Document excerpt:
......
Why India and Brazil Should Never Host The Olympics
Commonwealth Games in India To Be Cancelled? Brazil Could Be Next With The World Cup and Olympics.
Dengue fever, feces in beds, collapsing bridges, half-finished dangerous venues. Yep, India sure is prepared for the Commonwealth Games, the huge Olympic-level once every four year athletic gathering of the British Commonwealth. The USD 16 billion games are supposed to start in early October, with athletes arriving any day. But now some people want to call the whole games off, after a series of embarrassing revelations. From the New York Times:
Athletes are scheduled to start arriving in Delhi on Thursday, but that date may need to be pushed back, Mr. Currie said, which could ultimately result in the competition being canceled. “If the village is not ready, the athletes cannot arrive,” he said.
“There is a real mountain to climb” before the village can be completed, Mr. Currie said. It will be a “real challenge at this point to make it happen,” he said.
......
Data in this exercise:
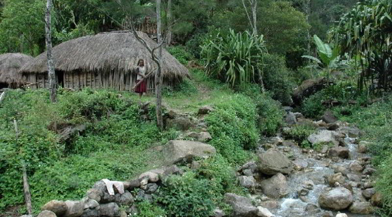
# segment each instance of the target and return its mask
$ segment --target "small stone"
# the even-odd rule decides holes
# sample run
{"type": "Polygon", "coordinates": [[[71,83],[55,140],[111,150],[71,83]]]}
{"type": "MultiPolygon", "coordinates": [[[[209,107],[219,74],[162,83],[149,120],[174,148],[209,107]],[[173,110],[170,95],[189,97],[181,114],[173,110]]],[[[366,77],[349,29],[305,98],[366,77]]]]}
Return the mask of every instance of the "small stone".
{"type": "Polygon", "coordinates": [[[373,208],[368,202],[355,201],[348,209],[350,213],[357,214],[370,214],[373,213],[373,208]]]}
{"type": "Polygon", "coordinates": [[[57,217],[56,214],[49,210],[44,210],[40,213],[37,217],[57,217]]]}
{"type": "Polygon", "coordinates": [[[134,201],[133,196],[128,191],[125,191],[124,194],[116,195],[116,202],[121,205],[131,205],[134,201]]]}
{"type": "Polygon", "coordinates": [[[67,200],[67,211],[64,217],[78,217],[83,214],[84,204],[80,201],[67,200]]]}
{"type": "Polygon", "coordinates": [[[253,176],[246,176],[242,175],[238,177],[240,185],[245,188],[251,188],[255,187],[256,180],[253,176]]]}
{"type": "Polygon", "coordinates": [[[370,199],[370,202],[373,206],[381,207],[382,205],[382,195],[379,192],[376,192],[370,199]]]}
{"type": "Polygon", "coordinates": [[[211,106],[203,106],[199,108],[197,114],[207,114],[214,110],[215,110],[215,109],[211,106]]]}
{"type": "Polygon", "coordinates": [[[225,216],[224,212],[218,208],[215,209],[212,212],[214,217],[223,217],[225,216]]]}
{"type": "Polygon", "coordinates": [[[339,157],[346,159],[348,158],[348,149],[338,146],[330,149],[328,154],[330,157],[339,157]]]}
{"type": "Polygon", "coordinates": [[[116,203],[109,203],[100,205],[99,209],[101,216],[107,217],[115,217],[119,214],[120,209],[116,203]]]}
{"type": "MultiPolygon", "coordinates": [[[[159,177],[158,174],[150,172],[147,172],[141,174],[139,176],[139,178],[141,179],[146,176],[148,177],[148,181],[150,182],[156,182],[159,180],[159,177]]],[[[141,183],[140,185],[142,185],[141,183]]]]}
{"type": "Polygon", "coordinates": [[[158,185],[155,183],[148,183],[146,190],[146,194],[152,194],[158,189],[158,185]]]}
{"type": "Polygon", "coordinates": [[[83,206],[83,209],[94,209],[99,205],[99,204],[97,202],[97,200],[93,200],[93,199],[88,199],[86,202],[84,202],[84,206],[83,206]]]}
{"type": "Polygon", "coordinates": [[[49,210],[54,213],[57,216],[64,215],[67,209],[67,204],[65,202],[52,200],[47,203],[42,207],[41,210],[49,210]]]}
{"type": "Polygon", "coordinates": [[[362,195],[367,199],[369,199],[376,194],[376,189],[374,188],[368,188],[362,192],[362,195]]]}
{"type": "Polygon", "coordinates": [[[262,206],[258,206],[257,209],[259,212],[257,213],[257,216],[261,217],[274,217],[275,216],[272,215],[268,209],[265,208],[262,206]]]}
{"type": "Polygon", "coordinates": [[[365,174],[365,175],[371,175],[371,174],[373,174],[375,172],[376,172],[376,170],[375,170],[375,169],[373,169],[373,168],[372,168],[371,167],[368,167],[367,168],[366,168],[365,170],[364,170],[364,171],[362,172],[362,174],[365,174]]]}
{"type": "Polygon", "coordinates": [[[348,167],[350,170],[353,172],[361,173],[364,170],[364,167],[358,161],[355,161],[350,164],[348,167]]]}

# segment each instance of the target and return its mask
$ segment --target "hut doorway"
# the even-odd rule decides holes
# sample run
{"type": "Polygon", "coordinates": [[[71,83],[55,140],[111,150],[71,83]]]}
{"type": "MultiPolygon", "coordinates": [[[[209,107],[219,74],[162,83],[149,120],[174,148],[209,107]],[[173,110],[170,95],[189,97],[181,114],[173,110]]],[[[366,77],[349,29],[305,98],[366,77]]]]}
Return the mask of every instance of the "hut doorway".
{"type": "Polygon", "coordinates": [[[4,82],[0,82],[0,89],[8,88],[8,84],[4,82]]]}
{"type": "Polygon", "coordinates": [[[63,71],[56,71],[56,76],[57,79],[57,85],[62,87],[64,87],[64,72],[63,71]]]}

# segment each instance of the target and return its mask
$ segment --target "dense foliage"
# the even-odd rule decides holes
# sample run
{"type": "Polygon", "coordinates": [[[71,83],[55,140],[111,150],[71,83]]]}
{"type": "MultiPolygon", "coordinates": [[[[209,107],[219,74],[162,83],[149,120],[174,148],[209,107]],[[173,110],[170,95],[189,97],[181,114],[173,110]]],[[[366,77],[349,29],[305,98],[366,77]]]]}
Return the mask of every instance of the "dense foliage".
{"type": "Polygon", "coordinates": [[[378,88],[392,87],[392,3],[389,0],[366,0],[359,2],[344,15],[333,29],[336,43],[346,53],[359,62],[362,71],[358,78],[362,89],[370,80],[377,80],[378,88]]]}

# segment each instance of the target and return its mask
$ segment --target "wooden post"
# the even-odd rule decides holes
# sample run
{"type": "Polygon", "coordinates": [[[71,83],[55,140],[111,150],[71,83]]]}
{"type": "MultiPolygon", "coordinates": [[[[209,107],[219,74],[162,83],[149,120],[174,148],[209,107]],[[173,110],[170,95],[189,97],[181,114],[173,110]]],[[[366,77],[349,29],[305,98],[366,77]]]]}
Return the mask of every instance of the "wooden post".
{"type": "MultiPolygon", "coordinates": [[[[16,120],[14,119],[14,127],[15,130],[15,134],[16,140],[19,137],[19,130],[18,130],[18,123],[16,120]]],[[[27,173],[26,170],[26,164],[23,160],[21,163],[22,165],[22,172],[23,173],[23,191],[24,194],[24,201],[26,202],[26,208],[27,210],[27,213],[31,215],[32,214],[32,206],[31,206],[31,195],[30,194],[30,187],[28,185],[27,180],[27,173]]]]}
{"type": "Polygon", "coordinates": [[[4,99],[4,97],[5,97],[5,91],[1,93],[1,95],[0,95],[0,103],[4,99]]]}

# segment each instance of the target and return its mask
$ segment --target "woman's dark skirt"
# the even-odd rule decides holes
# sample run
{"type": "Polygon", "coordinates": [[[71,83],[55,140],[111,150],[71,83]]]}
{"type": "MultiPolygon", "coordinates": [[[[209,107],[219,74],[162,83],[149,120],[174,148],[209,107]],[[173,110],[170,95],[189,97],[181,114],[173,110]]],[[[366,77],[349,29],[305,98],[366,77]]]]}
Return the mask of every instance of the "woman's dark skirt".
{"type": "MultiPolygon", "coordinates": [[[[137,84],[139,81],[140,81],[140,80],[137,80],[136,84],[137,84]]],[[[136,87],[136,88],[135,89],[135,92],[137,93],[145,93],[146,89],[146,80],[144,80],[142,81],[142,83],[140,83],[139,86],[138,86],[138,87],[136,87]]]]}

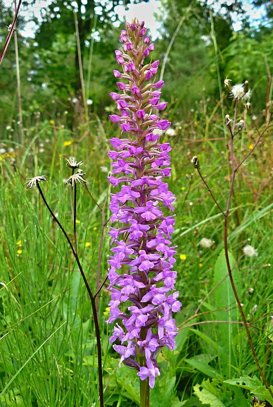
......
Challenge 1: In the Commonwealth Games article, what is the stated cost of the games?
Challenge 2: Pull out every line of the entries that contains the word "dark".

Full output 1: USD 16 billion

Full output 2:
$ segment --target "woman's dark skirt"
Return the mask of every instance of the "woman's dark skirt".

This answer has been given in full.